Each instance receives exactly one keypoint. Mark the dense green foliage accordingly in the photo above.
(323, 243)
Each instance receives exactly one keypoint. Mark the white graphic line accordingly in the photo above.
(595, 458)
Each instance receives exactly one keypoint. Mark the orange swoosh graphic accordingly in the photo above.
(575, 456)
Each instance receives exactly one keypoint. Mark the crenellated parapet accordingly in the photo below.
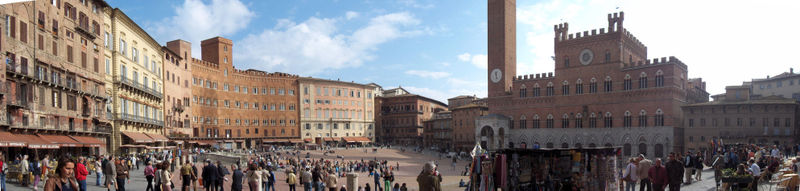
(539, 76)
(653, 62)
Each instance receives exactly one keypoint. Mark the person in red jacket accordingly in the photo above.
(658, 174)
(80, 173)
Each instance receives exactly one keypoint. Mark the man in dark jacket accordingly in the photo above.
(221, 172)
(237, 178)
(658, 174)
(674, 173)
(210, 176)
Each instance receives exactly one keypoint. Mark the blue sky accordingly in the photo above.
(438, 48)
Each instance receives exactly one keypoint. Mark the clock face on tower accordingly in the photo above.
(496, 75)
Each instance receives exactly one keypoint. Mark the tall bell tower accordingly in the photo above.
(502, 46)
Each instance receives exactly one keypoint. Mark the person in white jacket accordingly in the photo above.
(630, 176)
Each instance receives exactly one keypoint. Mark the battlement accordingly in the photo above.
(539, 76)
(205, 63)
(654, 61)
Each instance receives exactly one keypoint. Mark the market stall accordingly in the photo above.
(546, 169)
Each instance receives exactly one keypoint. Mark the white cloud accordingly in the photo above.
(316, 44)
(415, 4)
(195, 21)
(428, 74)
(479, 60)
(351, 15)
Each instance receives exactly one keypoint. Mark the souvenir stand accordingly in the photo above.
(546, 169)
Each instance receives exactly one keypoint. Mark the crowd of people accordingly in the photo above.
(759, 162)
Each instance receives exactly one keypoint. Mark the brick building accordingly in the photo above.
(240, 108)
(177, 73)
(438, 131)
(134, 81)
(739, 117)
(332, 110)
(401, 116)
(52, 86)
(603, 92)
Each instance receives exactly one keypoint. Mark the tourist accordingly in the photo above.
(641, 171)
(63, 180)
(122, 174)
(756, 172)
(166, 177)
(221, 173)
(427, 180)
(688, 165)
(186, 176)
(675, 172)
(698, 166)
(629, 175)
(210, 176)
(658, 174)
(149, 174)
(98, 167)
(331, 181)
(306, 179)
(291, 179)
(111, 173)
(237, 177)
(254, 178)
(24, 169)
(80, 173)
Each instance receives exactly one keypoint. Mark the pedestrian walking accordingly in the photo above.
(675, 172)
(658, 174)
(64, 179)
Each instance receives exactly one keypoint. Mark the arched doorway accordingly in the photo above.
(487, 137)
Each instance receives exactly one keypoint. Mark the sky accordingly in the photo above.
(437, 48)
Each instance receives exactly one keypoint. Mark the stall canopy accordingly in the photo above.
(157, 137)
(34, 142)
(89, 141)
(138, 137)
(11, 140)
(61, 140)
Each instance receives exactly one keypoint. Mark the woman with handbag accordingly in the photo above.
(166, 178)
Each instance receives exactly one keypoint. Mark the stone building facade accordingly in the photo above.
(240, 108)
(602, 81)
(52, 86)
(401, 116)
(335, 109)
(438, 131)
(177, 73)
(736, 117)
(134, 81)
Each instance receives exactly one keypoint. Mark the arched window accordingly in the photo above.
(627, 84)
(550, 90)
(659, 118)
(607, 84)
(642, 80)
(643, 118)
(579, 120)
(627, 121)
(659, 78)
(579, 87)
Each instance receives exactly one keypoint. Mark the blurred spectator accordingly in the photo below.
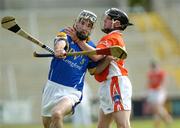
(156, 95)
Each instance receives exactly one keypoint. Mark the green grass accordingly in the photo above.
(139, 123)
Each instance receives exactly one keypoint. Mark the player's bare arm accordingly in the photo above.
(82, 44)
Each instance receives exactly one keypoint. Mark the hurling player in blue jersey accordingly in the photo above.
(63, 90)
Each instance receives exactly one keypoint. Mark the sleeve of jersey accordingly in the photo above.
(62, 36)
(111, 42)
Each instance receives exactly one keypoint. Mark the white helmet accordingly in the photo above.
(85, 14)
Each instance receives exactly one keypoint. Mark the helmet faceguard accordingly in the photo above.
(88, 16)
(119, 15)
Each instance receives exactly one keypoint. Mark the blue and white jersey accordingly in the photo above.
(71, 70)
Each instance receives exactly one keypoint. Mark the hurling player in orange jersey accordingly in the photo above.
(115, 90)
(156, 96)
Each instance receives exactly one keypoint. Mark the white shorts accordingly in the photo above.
────────────────────────────────────────
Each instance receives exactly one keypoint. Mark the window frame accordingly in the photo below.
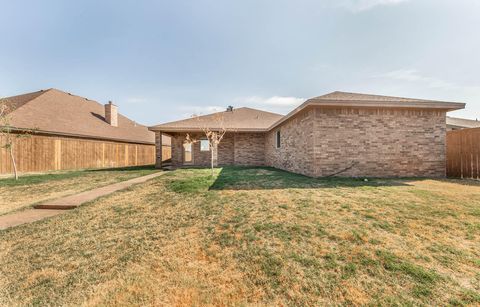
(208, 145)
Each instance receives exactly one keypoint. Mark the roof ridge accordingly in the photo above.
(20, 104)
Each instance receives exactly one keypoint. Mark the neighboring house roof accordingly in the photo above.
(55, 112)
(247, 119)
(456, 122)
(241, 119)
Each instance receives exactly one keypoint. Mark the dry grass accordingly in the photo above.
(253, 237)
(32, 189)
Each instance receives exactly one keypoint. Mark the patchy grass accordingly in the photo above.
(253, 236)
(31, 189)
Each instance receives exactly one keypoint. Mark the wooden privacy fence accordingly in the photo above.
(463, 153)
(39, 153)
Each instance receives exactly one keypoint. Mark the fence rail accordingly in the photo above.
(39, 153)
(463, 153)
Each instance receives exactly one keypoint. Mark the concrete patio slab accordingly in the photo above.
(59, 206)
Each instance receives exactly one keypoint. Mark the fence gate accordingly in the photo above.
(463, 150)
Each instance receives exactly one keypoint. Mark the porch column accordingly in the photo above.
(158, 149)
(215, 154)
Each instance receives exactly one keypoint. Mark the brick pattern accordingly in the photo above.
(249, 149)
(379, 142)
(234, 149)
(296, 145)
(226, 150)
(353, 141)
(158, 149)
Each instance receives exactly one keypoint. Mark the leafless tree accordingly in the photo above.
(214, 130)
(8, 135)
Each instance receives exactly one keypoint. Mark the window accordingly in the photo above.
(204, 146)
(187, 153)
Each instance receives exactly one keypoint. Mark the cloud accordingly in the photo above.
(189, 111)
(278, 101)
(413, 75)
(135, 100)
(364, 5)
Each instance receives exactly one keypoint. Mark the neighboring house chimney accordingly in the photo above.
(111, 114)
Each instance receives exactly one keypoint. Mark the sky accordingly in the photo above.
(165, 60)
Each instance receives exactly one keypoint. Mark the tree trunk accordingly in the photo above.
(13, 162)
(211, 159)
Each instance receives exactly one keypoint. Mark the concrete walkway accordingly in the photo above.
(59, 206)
────────────────────────────────────────
* **Problem description**
Which lines in the records above contain the string "stall"? Copy each such line in full, and treat uppercase and lowercase as different.

* **Answer for the task**
Each instance receives exactly one keypoint. Mark the market stall accordingly in the photo above.
Each instance receives exactly one keypoint. Mark the stall canopy accordingly in the photo above.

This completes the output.